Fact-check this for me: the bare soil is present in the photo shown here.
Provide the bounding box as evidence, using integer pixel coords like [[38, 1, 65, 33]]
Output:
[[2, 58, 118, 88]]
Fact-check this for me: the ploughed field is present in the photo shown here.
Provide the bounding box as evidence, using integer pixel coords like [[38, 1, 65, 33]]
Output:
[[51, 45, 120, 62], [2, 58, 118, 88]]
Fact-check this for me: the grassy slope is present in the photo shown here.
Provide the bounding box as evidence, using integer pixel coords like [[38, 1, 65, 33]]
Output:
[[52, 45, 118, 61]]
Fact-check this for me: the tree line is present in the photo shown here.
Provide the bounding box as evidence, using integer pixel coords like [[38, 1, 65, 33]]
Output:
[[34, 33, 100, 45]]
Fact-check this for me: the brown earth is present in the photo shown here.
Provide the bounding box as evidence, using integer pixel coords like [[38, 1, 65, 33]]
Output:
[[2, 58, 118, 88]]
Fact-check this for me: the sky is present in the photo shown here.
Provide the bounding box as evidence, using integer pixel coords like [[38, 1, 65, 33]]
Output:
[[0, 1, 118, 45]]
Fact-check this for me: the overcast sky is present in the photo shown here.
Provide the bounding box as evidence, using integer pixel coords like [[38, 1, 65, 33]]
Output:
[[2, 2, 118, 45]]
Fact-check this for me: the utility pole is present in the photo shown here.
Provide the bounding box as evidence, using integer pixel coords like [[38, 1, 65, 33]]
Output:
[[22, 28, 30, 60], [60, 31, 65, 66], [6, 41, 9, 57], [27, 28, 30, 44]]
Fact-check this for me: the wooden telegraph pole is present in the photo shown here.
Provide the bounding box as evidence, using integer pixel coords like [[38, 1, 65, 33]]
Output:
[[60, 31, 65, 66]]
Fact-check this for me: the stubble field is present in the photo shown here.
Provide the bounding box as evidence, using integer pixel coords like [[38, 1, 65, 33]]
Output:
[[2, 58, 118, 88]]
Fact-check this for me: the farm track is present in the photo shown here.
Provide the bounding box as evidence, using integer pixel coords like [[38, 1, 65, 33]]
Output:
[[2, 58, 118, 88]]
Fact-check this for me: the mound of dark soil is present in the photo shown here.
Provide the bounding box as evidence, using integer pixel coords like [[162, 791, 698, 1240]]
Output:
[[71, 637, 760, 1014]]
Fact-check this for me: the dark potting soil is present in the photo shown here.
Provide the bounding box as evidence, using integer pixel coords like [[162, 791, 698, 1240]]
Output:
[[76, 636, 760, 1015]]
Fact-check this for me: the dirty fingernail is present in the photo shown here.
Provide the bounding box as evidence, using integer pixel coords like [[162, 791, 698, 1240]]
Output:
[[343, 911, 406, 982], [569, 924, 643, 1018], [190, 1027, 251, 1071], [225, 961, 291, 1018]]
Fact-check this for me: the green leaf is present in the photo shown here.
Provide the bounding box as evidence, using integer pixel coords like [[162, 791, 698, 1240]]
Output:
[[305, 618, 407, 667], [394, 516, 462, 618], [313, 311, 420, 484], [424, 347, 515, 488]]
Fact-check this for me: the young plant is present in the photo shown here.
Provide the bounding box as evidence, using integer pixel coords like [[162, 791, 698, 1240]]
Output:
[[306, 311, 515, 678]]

--

*Written exercise*. Reproduce all of the records above word for word, with no changes of any kind.

*Solution*.
Fact-check this for me: the bare soil is present in the photo shown here.
Provide the bounding box as evidence, using integer pixel coords like [[38, 1, 65, 33]]
Output:
[[2, 58, 118, 88]]
Fact-check this for me: the ploughed field is present in the photo shown here.
Provide the bounding box as evidence, using integer pixel coords like [[38, 1, 65, 33]]
Output:
[[51, 45, 120, 62], [2, 58, 118, 88]]
Fact-check this for me: the grassy slope is present in the photo shown here.
Provide the bounding box as evidence, using integer pixel coords like [[38, 1, 65, 33]]
Output:
[[52, 45, 118, 61]]
Fact-check this for me: the tree line is present in the photo shown here.
Provide the bounding box as evidence, using integer pixel coords like [[38, 1, 65, 33]]
Output:
[[34, 33, 100, 45]]
Fact-check this for me: the brown earth is present in the photo shown here.
Provide the bounding box as evidence, using integer pixel coords like [[38, 1, 65, 33]]
Output:
[[2, 58, 118, 88]]
Fact-check this for me: the sky is present in the photo shown here.
Provide the bounding box as evidence, using integer pixel coords like [[38, 1, 65, 33]]
Output:
[[0, 1, 118, 45]]
Fact-check this for me: the overcast sky is present in the photo shown here.
Provide the bounding box as evidence, using integer pixel coords like [[38, 1, 65, 33]]
Output:
[[2, 2, 118, 45]]
Fact-check this for me: the utility pole is present in the photo shown here.
Provide the bounding box as evidence, using integer pixel coords like [[38, 1, 65, 33]]
Output:
[[22, 28, 30, 60], [60, 31, 65, 66], [6, 41, 9, 57], [27, 28, 30, 44]]
Fact-check this for me: the wooden telegraph pole is present in the photo shown here.
Provide the bounding box as evidence, using integer pixel coords like [[38, 1, 65, 33]]
Output:
[[60, 31, 65, 66]]
Fact-check this for me: the stubble field is present in the photo shown here.
Provide the bounding box as evidence, using integer pixel coords like [[38, 1, 65, 33]]
Output:
[[2, 58, 118, 88]]
Fact-check this for me: the farm track is present in the photo shown here.
Provide the bounding box as evidence, using integer pixel coords like [[38, 1, 65, 33]]
Output:
[[2, 58, 118, 88]]
Fact-check this for me: the mound of dark soil is present in the photo shown here.
Provide the bounding box as evidence, using integer pixel coords like [[162, 791, 698, 1240]]
Output:
[[71, 637, 760, 1014]]
Fact-check this for me: the dark potting soil is present in the photo shown here.
Provide the bounding box as evidence, using integer pixel coords like [[162, 791, 698, 1240]]
Output:
[[76, 636, 760, 1015]]
Fact-check this for me: the dirty fingernail is present in the photo shown here.
Provide the bounding box as evidence, using integer pixel coords like [[162, 791, 698, 1240]]
Output:
[[343, 911, 406, 982], [569, 924, 643, 1018], [190, 1027, 251, 1071], [225, 961, 291, 1018]]
Fact-check this for me: the green leaf is present in the photo shown here.
Provide the bounding box as evidence, using integer pixel coords like [[162, 791, 698, 1240]]
Output:
[[305, 618, 407, 667], [394, 516, 462, 618], [313, 311, 420, 484], [424, 347, 515, 488]]
Fact-check this for me: the young plant is present in the photo shown here.
Provide the bounding box as evidence, using integer pixel coords like [[162, 791, 698, 1240]]
Output:
[[306, 311, 515, 678]]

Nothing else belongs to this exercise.